*What to produce*. Copy every line of text from all the items below word for word, leaving out the pictures.

— start of Provided data —

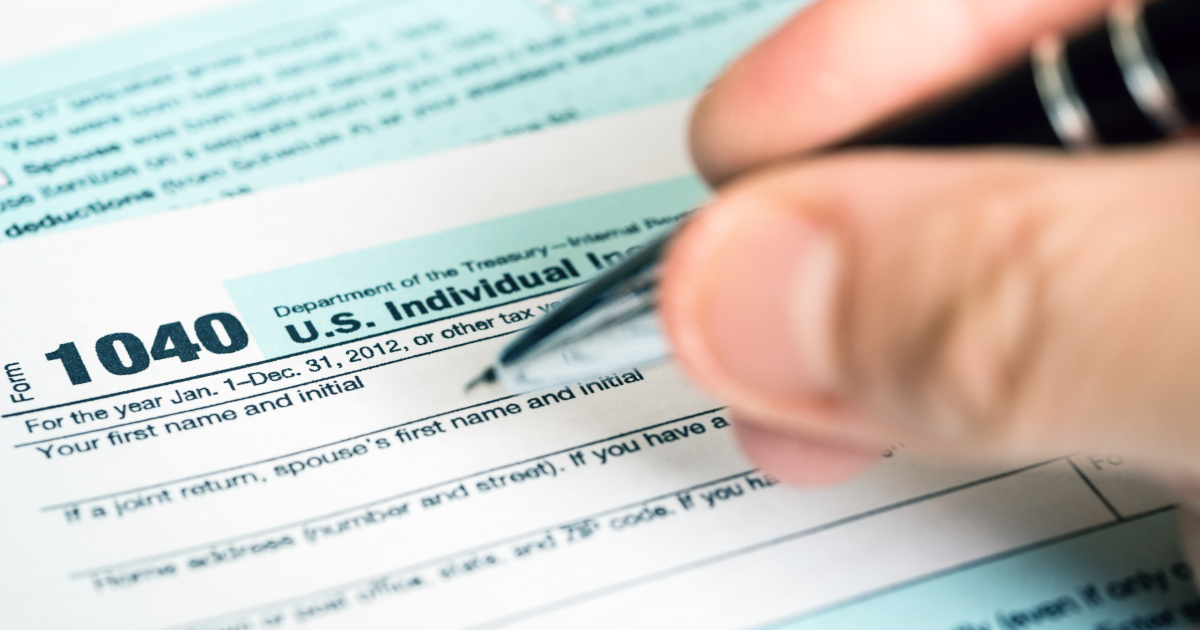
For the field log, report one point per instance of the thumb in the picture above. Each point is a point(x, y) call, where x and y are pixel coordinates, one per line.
point(1000, 304)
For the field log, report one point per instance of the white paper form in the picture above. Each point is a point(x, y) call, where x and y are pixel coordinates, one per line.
point(250, 414)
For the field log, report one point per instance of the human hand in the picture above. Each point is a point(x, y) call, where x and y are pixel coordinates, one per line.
point(972, 304)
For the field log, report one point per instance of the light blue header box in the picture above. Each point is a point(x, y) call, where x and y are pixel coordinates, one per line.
point(395, 286)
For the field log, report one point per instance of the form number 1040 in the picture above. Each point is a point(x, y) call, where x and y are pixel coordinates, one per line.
point(171, 342)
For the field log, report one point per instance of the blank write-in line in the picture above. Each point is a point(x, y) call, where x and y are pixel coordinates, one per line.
point(385, 499)
point(654, 576)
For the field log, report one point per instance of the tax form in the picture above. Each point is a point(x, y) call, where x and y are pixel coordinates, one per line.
point(249, 270)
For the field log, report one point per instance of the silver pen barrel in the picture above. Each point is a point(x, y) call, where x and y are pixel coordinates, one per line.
point(607, 325)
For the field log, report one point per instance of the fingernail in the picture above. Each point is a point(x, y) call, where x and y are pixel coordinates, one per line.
point(767, 303)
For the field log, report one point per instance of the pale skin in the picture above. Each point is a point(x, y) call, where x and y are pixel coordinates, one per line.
point(985, 304)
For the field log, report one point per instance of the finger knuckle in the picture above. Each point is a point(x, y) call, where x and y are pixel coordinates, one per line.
point(947, 316)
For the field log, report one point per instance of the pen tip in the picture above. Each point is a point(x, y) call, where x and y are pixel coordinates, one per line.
point(486, 377)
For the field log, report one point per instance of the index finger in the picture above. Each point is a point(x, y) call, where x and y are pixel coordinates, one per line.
point(841, 65)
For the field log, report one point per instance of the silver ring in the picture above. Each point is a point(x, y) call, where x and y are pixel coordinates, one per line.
point(1060, 99)
point(1144, 75)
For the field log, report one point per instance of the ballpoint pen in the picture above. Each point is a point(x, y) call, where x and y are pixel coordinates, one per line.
point(1134, 79)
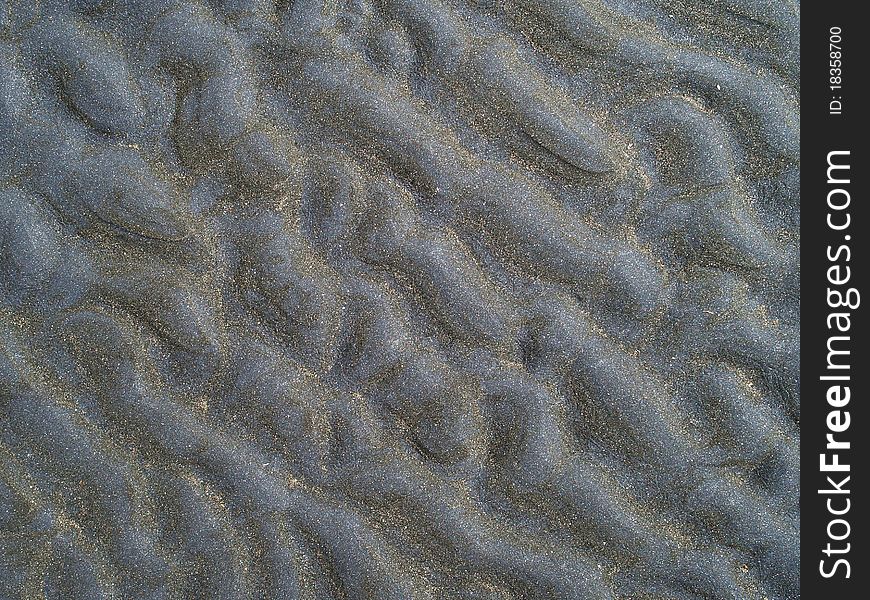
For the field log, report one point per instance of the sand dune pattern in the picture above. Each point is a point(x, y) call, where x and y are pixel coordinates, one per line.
point(399, 299)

— end of Provided data —

*Complete answer*.
For the field log, report one point per instance of the thumb in the picture above. Each point is a point(x, y) call, where x and y are pixel coordinates, one per line.
point(1000, 304)
For the field log, report one point per instance of the white paper form in the picture above. Each point is a point(x, y) call, where x and y are pixel coordinates, one per line.
point(250, 414)
For the field log, report one point per instance of the human hand in the picture above. Each point is a point(x, y) call, where x and y are pixel coordinates, one per line.
point(972, 304)
For the field log, report one point per instance of the light blue header box in the picture above. Each point is a point(x, y) call, where x and y are pixel coordinates, one per line.
point(395, 286)
For the field log, report one point per instance of the form number 1040 in the picture above. Each point is a point(x, y) call, where x and y are pixel coordinates, one per line.
point(171, 342)
For the field log, report one point per instance of the blank write-in line in the picture above. Each point is a point(x, y) call, where x and y are pixel coordinates, one per line.
point(385, 499)
point(654, 576)
For the field log, report one point per instance of the tax form in the picture above. Each point is a point(x, y) call, where x and y are pixel coordinates, one per line.
point(249, 270)
For the field log, report one point per instance of the silver pen barrel in the picture above. Each point is a point(x, y) call, where x and y are pixel coordinates, one per line.
point(607, 325)
For the field log, report one point per instance of the fingernail in the picture above. Each point is a point(x, y) call, where x and y are pixel coordinates, one per line.
point(767, 303)
For the field log, report one point per instance of the pale skin in the picture above. Each point is a point(x, y) call, where x and y are pixel coordinates, one per line.
point(985, 304)
For the field log, report one point per instance of the finger knuckle in the picture above. Each point is a point(x, y) call, where x and y are pixel coordinates, one per line.
point(947, 316)
For the field log, report one point per instance of the pen tip in the picture above. Each point is a point(x, y) call, where x and y are pixel coordinates, one per line.
point(486, 377)
For the field log, report one point per instance of the index finger in the picture above. Each point is a point(x, y) call, where x and y are pixel coordinates, one per line.
point(841, 65)
For the field log, report one point per instance of the silver ring in the picture above. Each point is a point(x, y) call, where x and y are pixel coordinates, one per line.
point(1060, 99)
point(1144, 75)
For the field log, report one point per instance of the ballpoint pen in the picture above. Each point is a point(x, y) call, where x and y are pixel coordinates, one per line.
point(1134, 79)
For the field log, report one point per instance of the sand dune pattern in the picture above. Each point is a point(x, y) call, where x and y are pixel coordinates, one per line.
point(399, 299)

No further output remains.